**OBJET DE LA TÂCHE**
Recopiez intégralement l'extrait retenu ci-dessous, sans rien y changer.

*** EXTRAIT RETENU

Le deuxième sujet, la transformation, concerne essentiellement les installations d'Arak et de Fordow. Le réacteur à eau lourde d'Arak est potentiellement dangereux, car il peut produire du plutonium en grande quantité. Il nous fallait trouver une méthode pour que ce réacteur continue à exister, mais qu'il n'utilise plus une technologie à eau lourde. Plusieurs idées ont été avancées et une solution devrait être trouvée.

Le problème posé par l'usine souterraine de Fordow est de tout autre nature. Enfouie très profondément dans le sol, elle est protégée contre d'éventuelles frappes. Nous devons nous assurer que les Iraniens n'y mènent pas de travaux de recherche et développement innovants et dangereux, et qu'ils n'y abritent pas de centrifugeuses. Des pistes ont été esquissées sur ce point, mais nous ne disposons pas encore d'un paragraphe rédigé et prêt à être signé.

Le troisième sujet, la vérification, est le plus compliqué : la condition sine qua non d'un accord est que l'AIEA ait la possibilité de vérifier tout et partout, y compris de manière inopinée, mais elle est très difficile à admettre pour les Iraniens. Selon les vérifications effectuées par l'AIEA, les Iraniens ont respecté les engagements qu'ils avaient pris il y a un an : ils n'ont pas mis à profit la période de l'accord intérimaire, entre novembre 2013 et novembre 2014, pour développer des activités contraires à ces engagements.

******
*** DONNÉES FOURNIES

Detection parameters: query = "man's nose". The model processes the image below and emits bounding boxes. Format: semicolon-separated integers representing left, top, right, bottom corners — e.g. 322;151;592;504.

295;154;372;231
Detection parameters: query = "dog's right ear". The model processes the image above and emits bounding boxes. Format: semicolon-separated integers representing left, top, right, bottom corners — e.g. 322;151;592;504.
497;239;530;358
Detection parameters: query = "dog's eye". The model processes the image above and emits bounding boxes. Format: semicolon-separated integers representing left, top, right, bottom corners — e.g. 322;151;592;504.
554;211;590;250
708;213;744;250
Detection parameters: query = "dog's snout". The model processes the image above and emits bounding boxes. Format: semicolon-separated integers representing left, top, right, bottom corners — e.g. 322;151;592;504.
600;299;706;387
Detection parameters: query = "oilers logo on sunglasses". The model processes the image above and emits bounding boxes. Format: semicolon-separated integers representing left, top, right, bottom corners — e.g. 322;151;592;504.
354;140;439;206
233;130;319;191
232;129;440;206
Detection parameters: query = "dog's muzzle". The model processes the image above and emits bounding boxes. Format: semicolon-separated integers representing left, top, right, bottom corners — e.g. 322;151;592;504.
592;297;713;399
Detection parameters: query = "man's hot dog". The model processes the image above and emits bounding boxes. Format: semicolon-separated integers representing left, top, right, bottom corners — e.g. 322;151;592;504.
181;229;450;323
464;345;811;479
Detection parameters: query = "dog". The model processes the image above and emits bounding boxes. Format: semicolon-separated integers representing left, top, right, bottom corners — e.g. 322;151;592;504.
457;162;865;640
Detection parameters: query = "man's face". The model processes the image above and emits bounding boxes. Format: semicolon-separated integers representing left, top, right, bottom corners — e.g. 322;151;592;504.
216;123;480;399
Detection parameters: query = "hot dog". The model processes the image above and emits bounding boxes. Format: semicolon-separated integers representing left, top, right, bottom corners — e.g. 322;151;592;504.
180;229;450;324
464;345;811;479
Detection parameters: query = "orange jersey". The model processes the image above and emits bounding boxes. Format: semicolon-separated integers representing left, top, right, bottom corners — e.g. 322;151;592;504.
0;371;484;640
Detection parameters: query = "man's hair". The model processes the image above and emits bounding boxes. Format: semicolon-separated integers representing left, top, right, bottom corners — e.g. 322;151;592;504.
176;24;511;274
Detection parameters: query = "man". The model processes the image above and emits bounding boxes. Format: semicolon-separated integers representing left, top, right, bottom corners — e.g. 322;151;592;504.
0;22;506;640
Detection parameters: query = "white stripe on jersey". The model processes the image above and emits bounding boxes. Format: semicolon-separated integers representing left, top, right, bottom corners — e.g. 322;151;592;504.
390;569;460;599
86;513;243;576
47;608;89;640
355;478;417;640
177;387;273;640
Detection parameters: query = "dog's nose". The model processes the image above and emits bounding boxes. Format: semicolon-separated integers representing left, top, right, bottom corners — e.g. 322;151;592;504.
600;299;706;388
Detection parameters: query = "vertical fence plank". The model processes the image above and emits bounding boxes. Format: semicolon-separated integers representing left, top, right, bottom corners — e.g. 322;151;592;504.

******

**RÉPONSE À LA TÂCHE**
Le deuxième sujet, la transformation, concerne essentiellement les installations d'Arak et de Fordow. Le réacteur à eau lourde d'Arak est potentiellement dangereux, car il peut produire du plutonium en grande quantité. Il nous fallait trouver une méthode pour que ce réacteur continue à exister, mais qu'il n'utilise plus une technologie à eau lourde. Plusieurs idées ont été avancées et une solution devrait être trouvée.

Le problème posé par l'usine souterraine de Fordow est de tout autre nature. Enfouie très profondément dans le sol, elle est protégée contre d'éventuelles frappes. Nous devons nous assurer que les Iraniens n'y mènent pas de travaux de recherche et développement innovants et dangereux, et qu'ils n'y abritent pas de centrifugeuses. Des pistes ont été esquissées sur ce point, mais nous ne disposons pas encore d'un paragraphe rédigé et prêt à être signé.

Le troisième sujet, la vérification, est le plus compliqué : la condition sine qua non d'un accord est que l'AIEA ait la possibilité de vérifier tout et partout, y compris de manière inopinée, mais elle est très difficile à admettre pour les Iraniens. Selon les vérifications effectuées par l'AIEA, les Iraniens ont respecté les engagements qu'ils avaient pris il y a un an : ils n'ont pas mis à profit la période de l'accord intérimaire, entre novembre 2013 et novembre 2014, pour développer des activités contraires à ces engagements.